▸ **PROVIDED PASSAGE**
##########
In the process described with respect to FIG. 3e, the output
multiplexer 233 acts much like a pre-fetch queue and allows the
micro-ops to be issued to the execution unit 240 immediately upon
clearance of the stall.
[0041] The process then proceeds to step 370 to determine whether
the micro-op queue 232 is empty. If it is determined in step 370
that the micro-op queue 232 is empty, the process loops back to
step 330 where the micro-instruction queue 230 switches back to
bypass mode. If it is determined in step 370 that the micro-op
queue 232 is not empty, the process proceeds to step 372 to
determine whether a new stall signal has occurred. If a new stall
signal has occurred, the process loops back to step 338 to begin
the read mode process again. If there is no new stall signal, the
process proceeds to step 374 where the micro-op in the current
memory location of micro-op queue is issued to the execution unit
240. Step 374 differs from step 360 in that the micro-ops are
issued with their valid bit enabled so that the output multiplexer
233 allows the micro-ops to be issued to the execution unit 240
without delay, because the stall has been previously cleared. In
step 376, the read pointer 282 advances to the next memory location
of the micro-op queue 232.
[0042] After the read pointer has been advanced, the process loops
back to step 370 to determine whether the micro-op queue 232 is
empty. If the micro-op queue 232 is not empty, the process proceeds
to step 372 and operates as described above. If the micro-op queue
232 is determined to be empty in step 370, the process loops back
to step 330 where the micro-instruction queue 230 switches back to
bypass mode.
##########
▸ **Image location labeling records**
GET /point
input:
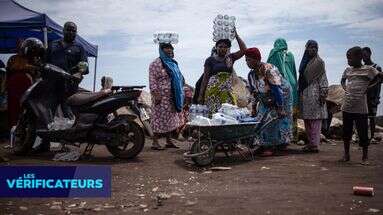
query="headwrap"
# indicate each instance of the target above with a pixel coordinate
(225, 41)
(166, 45)
(310, 69)
(253, 53)
(177, 80)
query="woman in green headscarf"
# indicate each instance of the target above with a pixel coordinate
(284, 60)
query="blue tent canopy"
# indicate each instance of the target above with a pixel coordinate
(17, 22)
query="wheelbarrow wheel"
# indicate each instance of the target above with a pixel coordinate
(201, 147)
##########
▸ **TASK 1**
Answer the following questions using the provided passage on the micro-op queue.
(a) In step 376, what does the read pointer 282 do?
(b) If a new stall signal has occurred, to which step does the process loop back?
(c) When the micro-op queue 232 is determined to be empty in step 370, to which mode does the micro-instruction queue 230 switch back?
▸ **TASK 2**
Echo every one of the image location labeling records verbatim, omitting the pictures.

▸ **CORRECT RESULT 1**
(a) It advances to the next memory location of the micro-op queue 232.
(b) Step 338.
(c) Bypass mode.

▸ **CORRECT RESULT 2**
GET /point
input:
query="headwrap"
# indicate each instance of the target above with a pixel coordinate
(225, 41)
(166, 45)
(310, 69)
(253, 53)
(177, 80)
query="woman in green headscarf"
# indicate each instance of the target above with a pixel coordinate
(284, 60)
query="blue tent canopy"
# indicate each instance of the target above with a pixel coordinate
(17, 22)
query="wheelbarrow wheel"
# indicate each instance of the target above with a pixel coordinate
(201, 147)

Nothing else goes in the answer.